* [EXTRACT]
--- --- ---

How Social Media has Contributed to Political Polarization and Why It’s Getting Worse

How The 2021 Capitol Riot Brings Light to a Larger Issue


On January 6, 2021, both chambers of the 117th Congress were in a joint-session at the U.S. Capitol counting the electoral votes for the 2020 presidential election, confirming the victory of the former vice president under the Obama administration, President-Elect Joe Biden. 

Up until after the following events, his defeated opponent and former president, Donald Trump, had been holding rallies and spreading misinformation. His claims involved the outcome of the election, claiming that it was ‘stolen’ and rigged. Ironically enough, he was acting in a similar manner to how many on the other side of the political spectrum reacted to his victory against Hilary Clinton in 2016. 

A passionate and heated rally riled up Trump’s many supporters during the meeting at the Capitol, constantly repeating the same baseless claims of election fraud. It even had Rudy Giuliani declaring, “if we are wrong, we will be made fools of, but if we’re right, a lot of them will go to jail. So let’s have trial by combat.” Donald Trump Jr. proclaimed, “the best thing for America’s future is for Donald Trump to go to total war over this election”. 

Giuliani later claimed that his quote was a “Game of Thrones” reference, but specific vocabulary such as in the previous examples, alongside the past four years of constant polarization between the far-right and the far-left, led to an extremist mob of Trump supporters storming the U.S. Capitol in an attempt at insurrection. The result was the temporary halting of the electoral process, numerous stolen items, vandalism, several photos including protesters waving Confederate flags, even a man wearing “Camp Auschwitz” on a sweatshirt, and a death toll of 5, including a Capitol security officer were elements of the event at the Capitol.

--- --- ---

* [REQUEST 1] Summarize the article on the 2021 Capitol riot in two sentences.
* [REQUEST 2] In the article on the 2021 Capitol riot, what did Giuliani later say his "trial by combat" quote was?
* [REQUEST 3] Continue the article on the 2021 Capitol riot from the point where it stops.

* [AVAILABLE DATA]

--- --- ---

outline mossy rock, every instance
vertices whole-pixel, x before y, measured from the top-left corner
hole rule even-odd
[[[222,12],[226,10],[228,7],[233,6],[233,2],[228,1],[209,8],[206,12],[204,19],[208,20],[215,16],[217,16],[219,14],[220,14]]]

--- --- ---

* [RESPONSE 1] On January 6, 2021, while Congress met at the U.S. Capitol to count the electoral votes confirming Joe Biden's victory, a rally repeated Donald Trump's baseless claims that the election was stolen, with Rudy Giuliani calling for "trial by combat" and Donald Trump Jr. urging "total war." That language, along with four years of polarization between the far-right and the far-left, led an extremist mob of Trump supporters to storm the Capitol, which halted the electoral process and left 5 dead, including a Capitol security officer.

* [RESPONSE 2] He said it was a "Game of Thrones" reference.

* [RESPONSE 3]
Among a second impeachment against Trump and the manhunt for the protesters by the FBI, one series of events involved in the aftermath stands out: the social media response. Donald Trump has been banned from Twitter, Facebook, Twitch, Reddit, Snapchat and YouTube, all on the basis of “incitement of violence.” His supporters’ attempts to regain a platform on alternative social media service Parler only led to its ostracization and ban from most distribution apps despite its membership doubling. 

Social media in the last 10 years has become an integral part of society when it comes to communication and the distribution of information, regardless of whether it is true or not. As a result, services like Twitter and YouTube are frequently used as tools by individuals or groups on both the political right and the left to orchestrate and enforce their own political agendas. The Capitol riots are no different. 

Trump reposted the video of his rally during the riots on his social media of choice, Twitter, and even before that, he and dozens, if not hundreds of supporters were pushing false claims of election fraud for the past two months. thousands of tweets revolved around it. It got so hectic that Twitter started censoring and flagging tweets that they deemed to be untrue. 

Even with such flaggings, the unfortunate reality is that all social media, whether intentional or not, is firmly built on confirmation bias. Individuals, regardless of any political alignment, will follow people they agree with. They will receive information only from the sources they like and almost always perceive it as fact, regardless of actual authenticity. Any form of opposition can easily be blocked and silenced as they are somehow perceived as ‘the enemy’ for thinking a different way. 

Not only that, but anytime Twitter flags or censors a tweet, Facebook blocks a group, or YouTube suspends or terminates a channel, it can easily result in a shift in public perception towards said messages. This can negate the intended effect. By actively censoring and curating what can and can’t be said, it makes the censors look as if they have no legitimate argument or rebuttal to what they deem to be wrong. This can be the perception even if they’re right for deleting messages pertaining to illegal actions such as ones inciting violence against the Capitol. It makes the censored look like victims and adds validity to their points, even if the points are reprehensible, and in some cases outright against the law.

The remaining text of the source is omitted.